• TASK TO COMPLETE:
Reproduce verbatim only the lines from the one containing "Identify the carved" through the last line below, both included.

[Records from a point labeling set]
┄┄┄┄┄┄┄┄┄┄

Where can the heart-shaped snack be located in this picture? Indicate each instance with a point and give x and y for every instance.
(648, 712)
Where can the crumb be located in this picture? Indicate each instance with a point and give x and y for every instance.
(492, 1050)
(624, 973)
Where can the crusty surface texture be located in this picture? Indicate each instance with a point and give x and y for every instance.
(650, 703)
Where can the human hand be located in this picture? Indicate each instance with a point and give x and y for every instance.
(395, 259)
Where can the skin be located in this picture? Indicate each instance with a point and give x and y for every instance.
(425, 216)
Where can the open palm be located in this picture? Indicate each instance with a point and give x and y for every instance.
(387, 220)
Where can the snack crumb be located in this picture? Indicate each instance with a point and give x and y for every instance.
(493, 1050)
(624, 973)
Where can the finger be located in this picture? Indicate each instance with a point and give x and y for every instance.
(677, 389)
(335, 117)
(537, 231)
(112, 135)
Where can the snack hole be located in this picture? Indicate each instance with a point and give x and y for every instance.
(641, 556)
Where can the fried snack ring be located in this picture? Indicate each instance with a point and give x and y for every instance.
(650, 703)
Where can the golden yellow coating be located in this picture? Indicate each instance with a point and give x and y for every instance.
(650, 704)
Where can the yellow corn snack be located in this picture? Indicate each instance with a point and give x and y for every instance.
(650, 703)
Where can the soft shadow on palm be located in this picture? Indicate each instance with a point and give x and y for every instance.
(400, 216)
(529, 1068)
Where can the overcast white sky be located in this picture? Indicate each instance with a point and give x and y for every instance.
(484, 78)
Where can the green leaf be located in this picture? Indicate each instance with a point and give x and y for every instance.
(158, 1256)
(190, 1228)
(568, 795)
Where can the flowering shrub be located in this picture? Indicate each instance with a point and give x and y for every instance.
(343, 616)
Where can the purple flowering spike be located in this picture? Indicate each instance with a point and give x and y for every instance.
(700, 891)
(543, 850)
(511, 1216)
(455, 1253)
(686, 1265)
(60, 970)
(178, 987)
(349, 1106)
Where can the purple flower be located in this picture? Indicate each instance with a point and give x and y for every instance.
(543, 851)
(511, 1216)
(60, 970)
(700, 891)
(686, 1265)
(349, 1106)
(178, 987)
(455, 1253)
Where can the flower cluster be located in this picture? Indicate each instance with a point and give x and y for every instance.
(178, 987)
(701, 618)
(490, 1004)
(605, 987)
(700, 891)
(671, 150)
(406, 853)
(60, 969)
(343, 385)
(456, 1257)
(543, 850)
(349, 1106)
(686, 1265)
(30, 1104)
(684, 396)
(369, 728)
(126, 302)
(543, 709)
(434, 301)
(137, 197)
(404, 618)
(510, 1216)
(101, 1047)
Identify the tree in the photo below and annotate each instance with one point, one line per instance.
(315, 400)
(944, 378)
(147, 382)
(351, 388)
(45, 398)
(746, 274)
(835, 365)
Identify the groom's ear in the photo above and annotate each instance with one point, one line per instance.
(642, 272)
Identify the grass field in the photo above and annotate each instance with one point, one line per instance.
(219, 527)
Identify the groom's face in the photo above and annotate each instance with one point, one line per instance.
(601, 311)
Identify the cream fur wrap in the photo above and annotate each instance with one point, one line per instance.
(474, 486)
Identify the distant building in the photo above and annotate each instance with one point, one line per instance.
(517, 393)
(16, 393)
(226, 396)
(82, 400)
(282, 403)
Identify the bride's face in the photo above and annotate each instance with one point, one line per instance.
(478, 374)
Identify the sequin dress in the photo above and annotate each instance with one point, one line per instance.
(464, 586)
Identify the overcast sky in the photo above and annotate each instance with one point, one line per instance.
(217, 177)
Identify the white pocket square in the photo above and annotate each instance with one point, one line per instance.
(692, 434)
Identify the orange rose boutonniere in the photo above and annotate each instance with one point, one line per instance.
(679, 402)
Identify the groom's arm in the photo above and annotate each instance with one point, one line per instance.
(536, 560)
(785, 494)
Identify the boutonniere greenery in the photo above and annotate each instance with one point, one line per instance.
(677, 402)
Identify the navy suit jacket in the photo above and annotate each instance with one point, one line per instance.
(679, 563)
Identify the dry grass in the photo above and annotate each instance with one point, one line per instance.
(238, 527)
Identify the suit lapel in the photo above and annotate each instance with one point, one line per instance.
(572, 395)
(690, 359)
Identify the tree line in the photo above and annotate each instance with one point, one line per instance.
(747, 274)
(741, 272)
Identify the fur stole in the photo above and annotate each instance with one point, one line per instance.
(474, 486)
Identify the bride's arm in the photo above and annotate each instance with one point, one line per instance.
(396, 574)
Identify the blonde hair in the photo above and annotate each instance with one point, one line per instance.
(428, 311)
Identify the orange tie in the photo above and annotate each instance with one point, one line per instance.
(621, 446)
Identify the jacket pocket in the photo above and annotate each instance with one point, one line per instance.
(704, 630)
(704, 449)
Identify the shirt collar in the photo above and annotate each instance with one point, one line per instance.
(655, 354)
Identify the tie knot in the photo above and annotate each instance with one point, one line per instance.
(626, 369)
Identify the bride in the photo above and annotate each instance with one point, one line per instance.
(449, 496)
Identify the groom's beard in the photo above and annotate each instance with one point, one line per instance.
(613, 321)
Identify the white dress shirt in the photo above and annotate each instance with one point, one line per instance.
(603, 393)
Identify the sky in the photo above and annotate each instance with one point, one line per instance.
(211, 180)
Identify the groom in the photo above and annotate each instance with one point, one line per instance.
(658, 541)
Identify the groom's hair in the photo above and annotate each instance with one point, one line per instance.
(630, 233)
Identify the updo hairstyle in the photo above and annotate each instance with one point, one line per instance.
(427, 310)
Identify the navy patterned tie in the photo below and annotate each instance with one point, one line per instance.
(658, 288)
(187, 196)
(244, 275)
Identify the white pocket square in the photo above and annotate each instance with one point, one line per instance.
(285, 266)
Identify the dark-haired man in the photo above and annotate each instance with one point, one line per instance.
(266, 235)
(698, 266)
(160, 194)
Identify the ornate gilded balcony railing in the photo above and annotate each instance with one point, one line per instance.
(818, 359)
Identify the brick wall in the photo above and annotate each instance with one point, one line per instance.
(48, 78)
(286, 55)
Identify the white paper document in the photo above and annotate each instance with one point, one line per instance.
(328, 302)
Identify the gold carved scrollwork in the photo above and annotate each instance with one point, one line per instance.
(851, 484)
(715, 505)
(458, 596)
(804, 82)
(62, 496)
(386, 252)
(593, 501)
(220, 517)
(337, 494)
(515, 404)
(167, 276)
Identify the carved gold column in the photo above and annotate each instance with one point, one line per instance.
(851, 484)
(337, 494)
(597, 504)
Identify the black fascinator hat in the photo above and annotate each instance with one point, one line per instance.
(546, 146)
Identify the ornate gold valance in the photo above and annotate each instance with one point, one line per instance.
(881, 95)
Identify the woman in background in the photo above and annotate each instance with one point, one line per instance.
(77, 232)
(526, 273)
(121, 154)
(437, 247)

┄┄┄┄┄┄┄┄┄┄

• FULL OUTPUT:
Identify the carved gold column in the photo above and annotate each instance with one point, one line per instance.
(851, 484)
(337, 494)
(597, 504)
Identify the black fascinator hat in the photo above and annotate each instance with one point, one line per instance.
(546, 146)
Identify the ornate gold valance in the photo above and annotate each instance with one point, one line per instance.
(881, 95)
Identify the woman in background in the photo above and annotate each instance with one point, one line per instance.
(77, 232)
(526, 273)
(121, 154)
(437, 247)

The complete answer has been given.